◆ Problem requirements:
Set the whole listing down again exactly as written.

◆ Data for the task:
+++

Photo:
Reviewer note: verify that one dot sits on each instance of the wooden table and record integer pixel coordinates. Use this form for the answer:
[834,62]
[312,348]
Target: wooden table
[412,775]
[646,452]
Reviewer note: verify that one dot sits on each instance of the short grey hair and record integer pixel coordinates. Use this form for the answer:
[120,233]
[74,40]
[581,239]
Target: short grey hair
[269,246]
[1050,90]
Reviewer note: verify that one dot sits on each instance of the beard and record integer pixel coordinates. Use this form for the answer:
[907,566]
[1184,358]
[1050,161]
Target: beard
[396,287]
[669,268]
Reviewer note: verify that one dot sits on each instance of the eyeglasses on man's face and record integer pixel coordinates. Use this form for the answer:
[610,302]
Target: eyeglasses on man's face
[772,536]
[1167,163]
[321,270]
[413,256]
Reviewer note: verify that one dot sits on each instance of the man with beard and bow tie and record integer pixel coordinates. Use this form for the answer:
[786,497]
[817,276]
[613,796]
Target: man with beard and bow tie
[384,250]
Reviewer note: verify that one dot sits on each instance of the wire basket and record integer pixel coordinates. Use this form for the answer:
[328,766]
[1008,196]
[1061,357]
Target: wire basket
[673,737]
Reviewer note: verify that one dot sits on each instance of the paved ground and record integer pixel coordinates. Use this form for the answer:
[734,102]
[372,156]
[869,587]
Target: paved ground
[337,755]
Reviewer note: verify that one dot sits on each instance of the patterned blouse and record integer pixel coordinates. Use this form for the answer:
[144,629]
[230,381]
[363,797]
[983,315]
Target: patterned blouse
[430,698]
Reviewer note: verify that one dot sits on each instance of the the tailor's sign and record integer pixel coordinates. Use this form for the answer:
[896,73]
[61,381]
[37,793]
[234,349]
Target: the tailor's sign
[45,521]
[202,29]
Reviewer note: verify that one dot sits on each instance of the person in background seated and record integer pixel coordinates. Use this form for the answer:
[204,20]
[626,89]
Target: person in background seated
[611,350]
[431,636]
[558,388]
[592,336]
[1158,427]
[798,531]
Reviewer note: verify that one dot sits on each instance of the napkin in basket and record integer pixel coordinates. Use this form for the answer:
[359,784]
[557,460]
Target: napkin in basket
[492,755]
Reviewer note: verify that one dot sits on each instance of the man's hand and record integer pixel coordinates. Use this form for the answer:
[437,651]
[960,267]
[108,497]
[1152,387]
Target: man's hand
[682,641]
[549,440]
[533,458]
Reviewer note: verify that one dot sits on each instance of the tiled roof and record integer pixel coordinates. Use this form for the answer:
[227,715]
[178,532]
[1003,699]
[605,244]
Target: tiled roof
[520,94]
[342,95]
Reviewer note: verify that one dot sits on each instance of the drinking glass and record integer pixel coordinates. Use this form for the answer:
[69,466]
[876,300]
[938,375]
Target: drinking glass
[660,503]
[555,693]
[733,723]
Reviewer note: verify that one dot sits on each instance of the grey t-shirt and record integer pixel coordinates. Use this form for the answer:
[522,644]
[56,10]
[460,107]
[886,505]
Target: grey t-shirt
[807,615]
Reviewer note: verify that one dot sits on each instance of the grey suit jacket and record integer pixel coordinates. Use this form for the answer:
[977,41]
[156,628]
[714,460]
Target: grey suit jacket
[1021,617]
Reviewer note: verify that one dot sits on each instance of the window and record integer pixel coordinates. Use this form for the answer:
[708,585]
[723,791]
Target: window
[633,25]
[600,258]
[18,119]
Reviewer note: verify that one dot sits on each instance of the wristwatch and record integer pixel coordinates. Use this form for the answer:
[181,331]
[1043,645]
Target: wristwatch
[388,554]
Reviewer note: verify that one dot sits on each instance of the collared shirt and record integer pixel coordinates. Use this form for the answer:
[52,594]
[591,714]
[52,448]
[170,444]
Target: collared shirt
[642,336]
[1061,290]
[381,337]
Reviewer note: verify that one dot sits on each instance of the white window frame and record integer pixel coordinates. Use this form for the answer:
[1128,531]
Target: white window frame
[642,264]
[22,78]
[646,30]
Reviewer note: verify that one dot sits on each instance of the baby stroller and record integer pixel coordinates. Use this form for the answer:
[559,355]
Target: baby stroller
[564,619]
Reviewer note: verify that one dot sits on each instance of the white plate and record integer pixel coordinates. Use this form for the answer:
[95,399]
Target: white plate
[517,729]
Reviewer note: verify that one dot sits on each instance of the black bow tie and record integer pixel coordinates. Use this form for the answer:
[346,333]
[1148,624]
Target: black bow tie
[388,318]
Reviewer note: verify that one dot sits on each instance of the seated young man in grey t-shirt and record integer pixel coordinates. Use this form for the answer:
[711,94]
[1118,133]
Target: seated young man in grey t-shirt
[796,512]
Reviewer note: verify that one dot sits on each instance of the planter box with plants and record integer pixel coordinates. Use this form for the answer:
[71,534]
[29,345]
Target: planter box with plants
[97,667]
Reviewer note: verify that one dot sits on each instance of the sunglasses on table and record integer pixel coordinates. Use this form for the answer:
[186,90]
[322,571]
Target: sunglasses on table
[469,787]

+++

◆ Response for this exercise:
Photo:
Reviewer note: verify that one dot sits on each instance of the wooden table and record integer pixel coordinates. Use this form for the answer:
[834,62]
[312,348]
Target: wooden table
[412,775]
[646,452]
Reviewer note: verify that one dot sits on each instance of the short grey hair and record integer pixel coordinates. Use this form for the answer:
[120,233]
[74,40]
[581,239]
Target: short grey hair
[269,246]
[1050,90]
Reviewer note: verify that one dot sits on each instance of the beard and record integer pixel coordinates. Use this form for the answer:
[907,566]
[1184,358]
[1050,161]
Target: beard
[396,287]
[669,268]
Reviewer note: verify that one dot sits on each instance of the eyeglasses on man's face and record integer pixel coordinates. Use this form for the answer:
[610,302]
Target: eyeglasses on man's face
[772,536]
[1167,163]
[321,270]
[413,256]
Reviewer note: verify that one dot sits on each instance of the man with beard and bow tie and record integer pixel coordinates. Use this form for the answer:
[786,497]
[817,276]
[613,796]
Target: man with beard and bow tie
[384,250]
Reviewer note: verify that one dot sits on each instance of the wire basket and record integer pixel coordinates. Use this form for the answer:
[328,766]
[1008,196]
[1061,357]
Target: wire basket
[673,737]
Reviewer note: verify that one dot sits on each instance of the paved ground and record integer pixel coordinates. Use this form for the answer:
[734,102]
[372,156]
[869,587]
Target: paved ground
[337,755]
Reviewer note: verify that one dot sits on each instance of the patterned blouse and record integer pixel coordinates. Use this form for the answer:
[144,629]
[230,381]
[363,797]
[983,315]
Target: patterned blouse
[430,698]
Reviewer note: verify that one dot sits on each instance of the the tailor's sign and record integer pixel coordinates. Use this form for the answer:
[896,73]
[61,381]
[37,793]
[234,349]
Target: the tailor's sign
[45,521]
[202,29]
Reviewer note: verify that one dot sits on each instance of the person in background seated and record integer pixel coordinates. Use this form for the answer:
[204,20]
[626,89]
Target: person in background seated
[611,350]
[431,636]
[558,388]
[592,336]
[1158,427]
[798,531]
Reviewer note: verify that one dot sits on each instance of the napkin in basket and record integer pixel coordinates. Use this form for the answer:
[359,784]
[557,460]
Target: napkin in basket
[492,755]
Reviewer note: verify that one dot sits on each instance of the man's hand and record integer pixel coordinates. Use this form for the answer:
[437,651]
[960,267]
[108,497]
[1152,387]
Target: man's hand
[682,641]
[549,440]
[533,458]
Reviewer note: verify that one dot sits on each instance of the tiled roof and record integer pixel coordinates. Use this form for the answer:
[227,715]
[178,532]
[1003,699]
[605,244]
Target: tiled roof
[520,94]
[342,95]
Reviewer note: verify that one dot sits on each instance of the drinking glass and record integer pixel coordinates. Use this form for the answer:
[69,466]
[876,300]
[938,375]
Target: drinking glass
[660,503]
[555,693]
[733,723]
Reviewer note: verify that one dot sits on each instance of the grey t-shirt and record integer pixel coordinates. Use this form for the answer:
[522,644]
[56,10]
[460,107]
[886,505]
Target: grey t-shirt
[807,615]
Reviewer note: verify that one dot sits on each instance of the grey suit jacket and record integer pixel coordinates. Use this form for the answer:
[977,41]
[156,628]
[714,460]
Target: grey suit jacket
[1021,617]
Reviewer note: verify that one dot sits on each instance of the window and record integer pixel coordinates. Use this form for the answer:
[708,585]
[723,791]
Target: window
[633,25]
[600,258]
[18,119]
Reviewer note: verify that one dot sits on each instance of the wristwatch and record integer pixel coordinates. Use this form for the answer:
[181,331]
[1043,645]
Target: wristwatch
[388,554]
Reviewer note: verify that one dot sits on each instance of the collared shirt and record integer pixel coordinates. Use this form for the answer:
[52,594]
[591,714]
[52,448]
[170,444]
Target: collared shirt
[642,336]
[1061,290]
[381,337]
Reviewer note: verify that one dot sits on each instance of the white window frame and record integer pixel coordinates. Use this form for the answer:
[1128,531]
Target: white window frame
[642,264]
[22,78]
[646,30]
Reviewer note: verify that one dot sits on each instance of the baby stroller and record integer pixel coordinates. Use this form for the answer:
[559,355]
Target: baby stroller
[564,619]
Reviewer note: verify that one dot sits on each instance of the white plate and record integer pixel coordinates. Use this form for the answer:
[95,399]
Target: white plate
[517,729]
Reviewer note: verify that one dot sits on each instance of the black bow tie and record integer pixel coordinates. Use this form for the answer:
[346,333]
[1148,624]
Target: black bow tie
[388,318]
Reviewer note: verify that one dot sits on each instance of the seated young man in grey t-shirt and record integer pixel coordinates. Use this form for the answer:
[711,94]
[1118,133]
Target: seated young man in grey t-shirt
[796,512]
Reviewer note: verify that one dot sits on each instance of the planter box with plants and record integer pixel coordinates. Use this form for the answer:
[71,534]
[29,345]
Target: planter box with plants
[97,667]
Reviewer note: verify that one dot sits on each instance of the sunglasses on table and record integer pixel coordinates. Use this form for the answer:
[186,90]
[322,571]
Target: sunglasses on table
[469,787]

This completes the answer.